Heute haben wir die Wikipedia. Sie ist unglaublich! Hätte ich damals so etwas geahnt, ich hätte den Brockhaus sofort stehen und liegen gelassen. Dabei ist die Wikipedia etwas ganz anderes. Ihre schiere Größe ist gar nicht mehr darstellbar. Vor allem weil ihm das Trägermedium dafür fehlt. Wenn ich ein Wort in das Suchfeld eingebe, habe ich keinen Schimmer wie viele Artikel noch in der Wikipedia stecken – über alles mögliche! Es ist mir auch egal. Denn das Mehr an Wissen steht nicht vor dem gesuchten Wissen, nicht mal daneben, sondern es schlummert unsichtbar in der Tiefe und wird erst aktiv, wenn ich seinen Namen rufe.

Wenn ich „MOGIS“ in das Suchfeld eingebe, dann ist für mich der Verein relevant genug, mich darüber zu informieren. Und selbst wenn der Artikel weder vollständig noch gut ist, werde ich mich immerhin über den einen oder anderen Anhaltspunkt freuen. Vielleicht auch nur über einen weiterführenden Link. Und sei es, dass ich durch diese Recherche den Eindruck bekäme, der Verein sei irrelevant. Auch das ist ein Ergebnis. Egal was dort über Mogis steht: Ein Nichts ist in jedem Fall enttäuschender.

Und wer hat den Wikipedianern eigentlich einmal eingeredet, dass die Wikipedia jemals etwas anderes sein könnte, als Informationshaufen zu verschiedenen Themen, die von anonymen Menschen zusammengetragen wurden? Wikipedia wird niemals mehr sein. Aber auch nicht weniger. Denn dieser Informationshaufen, so wenig man ihm den Stempel „Wahrheit“ aufdrücken kann, ist dennoch enorm hilfreich. Es ist immer die erste Anlaufstelle zu neuen Themen. Niemals aber die Letzte. Das offene Prinzip erlaubt eine ungeahnte Breite und Tiefe der Information, niemals aber gewährleistet sie Verlässlichkeit. Von diesem Traum sollten sich alle gründlich verabschieden.

## [Datensätze]
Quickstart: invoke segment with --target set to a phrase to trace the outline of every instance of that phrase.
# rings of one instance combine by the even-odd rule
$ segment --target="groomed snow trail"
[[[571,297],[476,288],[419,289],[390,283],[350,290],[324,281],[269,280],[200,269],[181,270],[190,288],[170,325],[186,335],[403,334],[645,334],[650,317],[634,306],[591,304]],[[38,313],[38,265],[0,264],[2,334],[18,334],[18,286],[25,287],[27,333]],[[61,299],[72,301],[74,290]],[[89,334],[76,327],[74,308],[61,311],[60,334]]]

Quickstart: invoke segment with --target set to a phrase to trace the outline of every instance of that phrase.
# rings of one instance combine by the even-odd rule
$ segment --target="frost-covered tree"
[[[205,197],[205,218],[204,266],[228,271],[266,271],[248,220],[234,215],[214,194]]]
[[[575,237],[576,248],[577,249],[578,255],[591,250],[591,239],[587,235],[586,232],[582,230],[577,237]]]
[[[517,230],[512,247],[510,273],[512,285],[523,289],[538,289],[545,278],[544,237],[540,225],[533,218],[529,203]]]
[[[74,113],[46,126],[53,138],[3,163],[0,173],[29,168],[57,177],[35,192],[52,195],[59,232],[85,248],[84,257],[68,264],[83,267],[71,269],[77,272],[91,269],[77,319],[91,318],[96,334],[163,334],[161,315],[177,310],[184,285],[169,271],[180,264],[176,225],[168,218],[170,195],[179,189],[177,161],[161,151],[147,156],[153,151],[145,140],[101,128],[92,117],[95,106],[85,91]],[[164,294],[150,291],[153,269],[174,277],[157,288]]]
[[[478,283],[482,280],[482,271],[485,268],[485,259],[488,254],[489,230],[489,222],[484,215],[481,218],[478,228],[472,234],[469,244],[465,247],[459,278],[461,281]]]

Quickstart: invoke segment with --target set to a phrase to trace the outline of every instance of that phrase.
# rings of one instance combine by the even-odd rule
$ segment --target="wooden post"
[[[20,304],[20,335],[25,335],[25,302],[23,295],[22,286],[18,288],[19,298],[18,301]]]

## [Zu erledigen]
(1) Übersetze aus dem Text über die Wikipedia den Satz „Von diesem Traum sollten sich alle gründlich verabschieden.“ ins Englische.
(2) Schreibe sämtliche Zeilen im Abschnitt „Datensätze“ wortgetreu ab, von der ersten bis zur letzten.
Die Zeilen stehen in keinem Zusammenhang mit dem Text über die Wikipedia.

## [Lösungen]
(1) Everyone should thoroughly say goodbye to this dream.

(2)
Quickstart: invoke segment with --target set to a phrase to trace the outline of every instance of that phrase.
# rings of one instance combine by the even-odd rule
$ segment --target="groomed snow trail"
[[[571,297],[476,288],[419,289],[390,283],[350,290],[324,281],[269,280],[200,269],[181,270],[190,288],[170,325],[186,335],[403,334],[645,334],[650,317],[634,306],[591,304]],[[38,313],[38,265],[0,264],[2,334],[18,334],[18,286],[25,287],[27,333]],[[61,299],[72,301],[74,290]],[[89,334],[76,327],[74,308],[61,311],[60,334]]]

Quickstart: invoke segment with --target set to a phrase to trace the outline of every instance of that phrase.
# rings of one instance combine by the even-odd rule
$ segment --target="frost-covered tree"
[[[205,197],[205,218],[204,266],[228,271],[266,271],[248,220],[234,215],[214,194]]]
[[[575,237],[576,248],[577,249],[578,255],[591,250],[591,239],[587,235],[586,232],[582,230],[577,237]]]
[[[517,230],[512,247],[510,273],[512,285],[523,289],[538,289],[545,278],[544,237],[540,225],[533,218],[529,203]]]
[[[74,113],[46,126],[53,138],[3,163],[0,173],[29,168],[57,177],[35,192],[52,195],[59,232],[85,248],[84,257],[68,264],[83,267],[71,269],[77,272],[91,269],[77,319],[91,318],[96,334],[163,334],[161,315],[177,310],[184,285],[169,271],[180,264],[176,225],[168,218],[170,195],[179,189],[177,161],[161,151],[147,156],[153,151],[145,140],[101,128],[92,117],[95,106],[85,91]],[[164,294],[150,291],[153,269],[174,277],[157,288]]]
[[[478,283],[482,280],[482,271],[485,268],[485,259],[488,254],[489,230],[489,222],[484,215],[481,218],[478,228],[472,234],[469,244],[465,247],[459,278],[461,281]]]

Quickstart: invoke segment with --target set to a phrase to trace the outline of every instance of that phrase.
# rings of one instance combine by the even-odd rule
$ segment --target="wooden post"
[[[20,304],[20,335],[25,335],[25,302],[23,295],[22,286],[18,288],[19,298],[18,301]]]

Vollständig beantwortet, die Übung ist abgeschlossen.